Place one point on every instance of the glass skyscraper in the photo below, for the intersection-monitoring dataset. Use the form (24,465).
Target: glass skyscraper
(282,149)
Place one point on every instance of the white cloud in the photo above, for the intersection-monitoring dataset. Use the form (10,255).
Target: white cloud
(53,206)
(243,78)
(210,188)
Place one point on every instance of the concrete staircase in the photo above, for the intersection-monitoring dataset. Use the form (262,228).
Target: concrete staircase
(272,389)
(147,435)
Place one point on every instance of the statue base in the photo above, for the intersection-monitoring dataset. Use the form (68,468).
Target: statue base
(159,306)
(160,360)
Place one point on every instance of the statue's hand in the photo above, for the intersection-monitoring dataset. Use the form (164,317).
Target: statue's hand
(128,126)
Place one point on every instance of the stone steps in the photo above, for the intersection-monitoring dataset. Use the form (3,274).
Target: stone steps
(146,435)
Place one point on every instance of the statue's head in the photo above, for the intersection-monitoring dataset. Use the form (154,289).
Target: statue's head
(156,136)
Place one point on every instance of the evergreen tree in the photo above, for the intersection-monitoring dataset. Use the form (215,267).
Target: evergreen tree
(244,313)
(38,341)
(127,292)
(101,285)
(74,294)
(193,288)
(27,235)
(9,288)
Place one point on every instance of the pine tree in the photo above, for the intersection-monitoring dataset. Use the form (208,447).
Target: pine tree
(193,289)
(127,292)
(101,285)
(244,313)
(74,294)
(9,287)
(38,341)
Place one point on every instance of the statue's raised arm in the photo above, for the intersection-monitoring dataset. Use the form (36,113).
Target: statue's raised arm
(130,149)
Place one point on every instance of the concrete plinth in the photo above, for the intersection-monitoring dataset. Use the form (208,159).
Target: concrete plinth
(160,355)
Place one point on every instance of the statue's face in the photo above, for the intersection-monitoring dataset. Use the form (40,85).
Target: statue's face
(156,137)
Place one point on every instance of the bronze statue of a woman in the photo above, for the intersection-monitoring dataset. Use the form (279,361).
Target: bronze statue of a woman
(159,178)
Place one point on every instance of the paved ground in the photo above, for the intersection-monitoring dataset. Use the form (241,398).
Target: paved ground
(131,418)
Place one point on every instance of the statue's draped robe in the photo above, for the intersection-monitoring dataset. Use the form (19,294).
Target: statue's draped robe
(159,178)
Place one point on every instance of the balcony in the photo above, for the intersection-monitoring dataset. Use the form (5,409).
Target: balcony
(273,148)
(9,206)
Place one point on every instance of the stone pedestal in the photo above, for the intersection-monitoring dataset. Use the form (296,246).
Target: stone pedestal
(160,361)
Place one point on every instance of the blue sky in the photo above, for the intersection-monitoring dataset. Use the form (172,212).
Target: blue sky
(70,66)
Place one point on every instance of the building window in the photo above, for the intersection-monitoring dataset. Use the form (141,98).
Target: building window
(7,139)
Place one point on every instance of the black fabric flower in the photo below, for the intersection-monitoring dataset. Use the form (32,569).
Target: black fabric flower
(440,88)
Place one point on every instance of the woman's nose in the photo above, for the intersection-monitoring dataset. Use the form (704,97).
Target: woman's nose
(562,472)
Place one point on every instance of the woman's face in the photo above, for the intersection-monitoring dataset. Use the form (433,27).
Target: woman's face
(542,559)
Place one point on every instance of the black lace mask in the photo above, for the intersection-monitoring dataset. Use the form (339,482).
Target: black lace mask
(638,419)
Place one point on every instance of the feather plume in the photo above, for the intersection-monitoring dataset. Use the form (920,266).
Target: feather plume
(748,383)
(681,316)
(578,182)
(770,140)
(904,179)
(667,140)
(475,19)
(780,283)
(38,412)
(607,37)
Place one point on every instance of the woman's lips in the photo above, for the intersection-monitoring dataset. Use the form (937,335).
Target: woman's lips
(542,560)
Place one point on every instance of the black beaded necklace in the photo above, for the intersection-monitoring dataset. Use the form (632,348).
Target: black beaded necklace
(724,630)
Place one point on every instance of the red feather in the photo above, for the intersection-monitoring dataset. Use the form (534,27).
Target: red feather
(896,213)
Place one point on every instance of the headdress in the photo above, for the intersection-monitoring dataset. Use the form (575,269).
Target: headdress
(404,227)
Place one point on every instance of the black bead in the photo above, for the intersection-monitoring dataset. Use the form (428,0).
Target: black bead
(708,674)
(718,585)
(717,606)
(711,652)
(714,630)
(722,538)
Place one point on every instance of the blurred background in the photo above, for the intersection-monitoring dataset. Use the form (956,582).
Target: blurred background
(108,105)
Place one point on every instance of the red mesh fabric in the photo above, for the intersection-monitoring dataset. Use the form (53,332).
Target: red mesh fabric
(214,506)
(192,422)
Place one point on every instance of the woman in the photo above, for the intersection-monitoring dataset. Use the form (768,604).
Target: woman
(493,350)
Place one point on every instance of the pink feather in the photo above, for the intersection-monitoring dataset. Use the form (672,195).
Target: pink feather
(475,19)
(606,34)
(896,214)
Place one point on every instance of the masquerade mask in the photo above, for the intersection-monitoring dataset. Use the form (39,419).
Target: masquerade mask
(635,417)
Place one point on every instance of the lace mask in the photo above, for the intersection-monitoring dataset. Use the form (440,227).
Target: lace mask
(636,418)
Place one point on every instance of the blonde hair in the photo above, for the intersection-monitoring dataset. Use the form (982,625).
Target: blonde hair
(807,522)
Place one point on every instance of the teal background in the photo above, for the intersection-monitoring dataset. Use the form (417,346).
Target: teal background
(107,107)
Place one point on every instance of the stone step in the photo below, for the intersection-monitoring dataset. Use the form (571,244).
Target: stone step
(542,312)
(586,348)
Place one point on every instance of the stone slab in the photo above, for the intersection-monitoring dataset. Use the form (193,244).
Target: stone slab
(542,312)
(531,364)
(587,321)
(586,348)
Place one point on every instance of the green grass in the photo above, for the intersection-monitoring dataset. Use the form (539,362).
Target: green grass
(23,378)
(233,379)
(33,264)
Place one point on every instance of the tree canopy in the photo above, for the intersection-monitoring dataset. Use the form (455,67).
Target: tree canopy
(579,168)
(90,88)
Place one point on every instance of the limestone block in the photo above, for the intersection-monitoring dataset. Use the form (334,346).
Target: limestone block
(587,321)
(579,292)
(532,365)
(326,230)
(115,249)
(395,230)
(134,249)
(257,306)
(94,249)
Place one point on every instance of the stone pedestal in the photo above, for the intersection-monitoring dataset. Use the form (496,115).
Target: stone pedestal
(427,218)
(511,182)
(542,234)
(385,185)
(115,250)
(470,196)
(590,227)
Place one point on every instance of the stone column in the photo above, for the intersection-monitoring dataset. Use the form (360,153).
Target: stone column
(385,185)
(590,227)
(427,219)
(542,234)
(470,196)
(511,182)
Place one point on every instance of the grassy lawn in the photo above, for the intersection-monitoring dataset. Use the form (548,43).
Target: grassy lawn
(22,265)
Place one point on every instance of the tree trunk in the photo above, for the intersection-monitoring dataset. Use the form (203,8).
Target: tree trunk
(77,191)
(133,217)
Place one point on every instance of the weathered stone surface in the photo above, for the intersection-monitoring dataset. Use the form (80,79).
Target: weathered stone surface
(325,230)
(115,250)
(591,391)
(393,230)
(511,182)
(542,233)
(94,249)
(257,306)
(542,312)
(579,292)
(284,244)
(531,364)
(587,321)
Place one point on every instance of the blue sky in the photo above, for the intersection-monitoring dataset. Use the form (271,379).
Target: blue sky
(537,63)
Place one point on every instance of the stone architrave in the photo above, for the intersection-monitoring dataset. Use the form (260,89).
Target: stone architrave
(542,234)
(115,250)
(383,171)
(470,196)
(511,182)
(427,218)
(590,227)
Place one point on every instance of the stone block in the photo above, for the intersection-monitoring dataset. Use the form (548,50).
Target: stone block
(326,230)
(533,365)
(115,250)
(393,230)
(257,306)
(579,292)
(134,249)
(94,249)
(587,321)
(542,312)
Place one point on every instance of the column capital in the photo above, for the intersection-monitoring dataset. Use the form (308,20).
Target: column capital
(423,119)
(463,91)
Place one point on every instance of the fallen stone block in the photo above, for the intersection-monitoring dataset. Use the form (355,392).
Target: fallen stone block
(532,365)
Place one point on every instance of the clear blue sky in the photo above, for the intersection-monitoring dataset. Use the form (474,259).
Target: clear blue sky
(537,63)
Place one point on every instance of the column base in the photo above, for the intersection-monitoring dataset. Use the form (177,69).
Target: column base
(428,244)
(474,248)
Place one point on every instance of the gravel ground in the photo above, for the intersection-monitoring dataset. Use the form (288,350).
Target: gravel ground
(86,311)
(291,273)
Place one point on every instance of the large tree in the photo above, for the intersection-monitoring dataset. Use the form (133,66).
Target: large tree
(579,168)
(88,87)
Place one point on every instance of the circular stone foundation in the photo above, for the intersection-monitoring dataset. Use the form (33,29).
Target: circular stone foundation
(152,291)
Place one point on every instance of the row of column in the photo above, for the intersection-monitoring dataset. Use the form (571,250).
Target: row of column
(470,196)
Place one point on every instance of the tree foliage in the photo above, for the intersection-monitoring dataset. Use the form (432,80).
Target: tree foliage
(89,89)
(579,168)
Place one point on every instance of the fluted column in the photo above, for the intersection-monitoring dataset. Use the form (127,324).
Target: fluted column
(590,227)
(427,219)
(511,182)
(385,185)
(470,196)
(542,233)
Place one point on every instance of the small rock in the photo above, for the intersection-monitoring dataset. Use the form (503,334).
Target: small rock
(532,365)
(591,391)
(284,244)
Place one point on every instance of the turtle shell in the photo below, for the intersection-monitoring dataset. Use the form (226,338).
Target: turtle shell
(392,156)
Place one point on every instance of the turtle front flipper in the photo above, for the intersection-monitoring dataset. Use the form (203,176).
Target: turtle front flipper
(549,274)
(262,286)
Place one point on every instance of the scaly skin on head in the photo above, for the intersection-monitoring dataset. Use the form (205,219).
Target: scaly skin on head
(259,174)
========
Copy out the listing word for word, starting at the line containing "Place one point on every instance of the fluted" and continuing through the final line of the listing.

Place one point on every instance of the fluted column in the photo above, for the intersection-monitoring dataset. Use the form (127,324).
Target: fluted column
(590,227)
(427,219)
(511,182)
(385,185)
(470,196)
(542,233)
Place one point on every instance of the small rock in the photo above, for the intersection-monitoring dataset. Use the form (503,334).
Target: small rock
(532,365)
(591,391)
(284,244)
Place one point on every instance of the turtle shell in the photo below, for the intersection-monitoring dataset. Use the form (226,338).
Target: turtle shell
(392,156)
Place one point on every instance of the turtle front flipper in the photo above, for the intersection-monitoring dataset. Use the form (203,176).
Target: turtle front flipper
(549,274)
(262,286)
Place one point on every instance of the scaly skin on head in the photo above, for the intersection-monitoring dataset. Use the form (205,219).
Target: scaly skin on head
(259,174)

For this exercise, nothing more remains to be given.